__DIRECTIVE__
Copy the data that follows exactly. Include no pictures.

__EXCERPTED RECORDS__
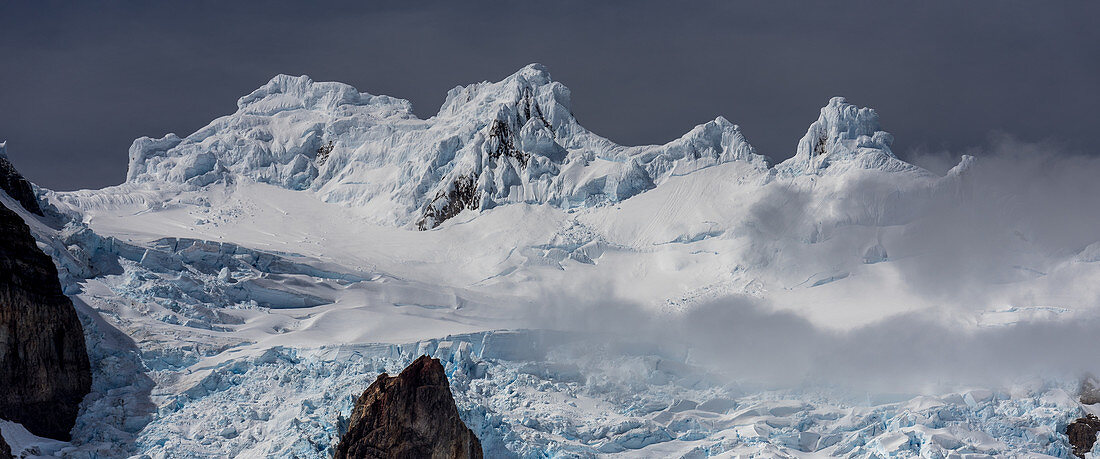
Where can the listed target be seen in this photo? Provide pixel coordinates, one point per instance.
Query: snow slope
(246, 282)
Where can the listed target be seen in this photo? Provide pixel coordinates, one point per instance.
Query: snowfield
(690, 299)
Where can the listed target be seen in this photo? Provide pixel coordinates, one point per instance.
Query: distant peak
(844, 134)
(536, 74)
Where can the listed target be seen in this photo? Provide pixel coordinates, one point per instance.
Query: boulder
(1082, 434)
(410, 415)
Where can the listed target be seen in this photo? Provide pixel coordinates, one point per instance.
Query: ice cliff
(491, 143)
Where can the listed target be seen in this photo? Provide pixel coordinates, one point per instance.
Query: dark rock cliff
(1082, 434)
(18, 187)
(4, 450)
(411, 415)
(44, 368)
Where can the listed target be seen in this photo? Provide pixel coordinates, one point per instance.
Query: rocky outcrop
(1082, 434)
(411, 415)
(44, 368)
(15, 185)
(4, 449)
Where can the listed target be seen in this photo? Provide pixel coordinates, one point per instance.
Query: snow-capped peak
(491, 143)
(289, 93)
(844, 137)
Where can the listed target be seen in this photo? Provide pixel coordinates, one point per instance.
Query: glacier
(248, 281)
(512, 141)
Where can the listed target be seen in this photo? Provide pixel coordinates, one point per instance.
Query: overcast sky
(78, 82)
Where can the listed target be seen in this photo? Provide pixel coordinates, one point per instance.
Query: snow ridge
(491, 143)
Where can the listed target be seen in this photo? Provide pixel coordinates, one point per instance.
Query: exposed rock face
(4, 450)
(1089, 391)
(44, 368)
(411, 415)
(18, 187)
(1082, 434)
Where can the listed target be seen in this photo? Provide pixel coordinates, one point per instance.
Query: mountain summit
(491, 143)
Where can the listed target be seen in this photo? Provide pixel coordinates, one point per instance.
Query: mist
(1005, 232)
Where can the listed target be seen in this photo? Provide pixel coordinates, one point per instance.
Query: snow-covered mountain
(248, 281)
(491, 143)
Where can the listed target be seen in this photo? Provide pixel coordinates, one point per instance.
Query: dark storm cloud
(80, 80)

__FULL ANSWER__
Where can the listed target be seen in this photo? Provide pixel coordinates, one point per instance.
Query: snow slope
(246, 282)
Where can the listed target be seen in this photo? Provide pixel coordinates, one point per instance.
Query: snowfield
(690, 299)
Where can the listed target be seen in this photo? Provide pixel coordinates, one point per instance.
Query: distant peak
(844, 134)
(536, 74)
Where can the listed target be seen in this photo? Provide pixel coordinates, one point per instance.
Query: boulder
(1082, 434)
(410, 415)
Where can the listed target be seen in this photo? Provide pixel coordinates, one point per instance.
Query: ice cliff
(491, 143)
Where can the listed target be seen in this photo? Provide pixel coordinates, one point per instance.
Query: dark rock cliff
(1082, 434)
(18, 187)
(4, 450)
(411, 415)
(44, 368)
Where can the listed target be seen in this photo? Provide pixel coordinates, one point per instance.
Query: rocky outcrop
(1082, 434)
(411, 415)
(44, 368)
(15, 185)
(4, 449)
Where can the listed target be seen in this photo? Provide pixel coordinates, one point per instance.
Query: snow-capped peak
(491, 143)
(289, 93)
(844, 137)
Where can the listed target be seen in this photo? Provide pixel coordinates, one point per instance.
Query: glacier
(248, 281)
(512, 141)
Where can the listed target be seen in this photo? Provide pixel coordinates, one point per instance.
Query: overcast sky
(78, 82)
Where can the listed target be seen in this photo? Provide pixel coordinates, one point per instance.
Query: snow ridge
(491, 143)
Where can the listed target be seen in this photo? Provide pixel coordinates, one point per instance.
Query: exposed rock face
(4, 450)
(1089, 391)
(44, 368)
(411, 415)
(18, 187)
(1082, 434)
Where can the listed target be seen in this photo? Provide pixel coordinates, one point per instance.
Query: mountain summit
(491, 143)
Where can the listed target be seen in this photo? Provide pixel coordinates, one point per instance.
Query: mist
(1005, 232)
Where can the listed target be seen in this photo? Provide pixel coordinates, one point per instance.
Query: snow-covered mountain
(248, 281)
(491, 143)
Where can the listed target be seen in this photo? Provide pixel coordinates, one point per instance.
Query: dark storm cloud
(80, 80)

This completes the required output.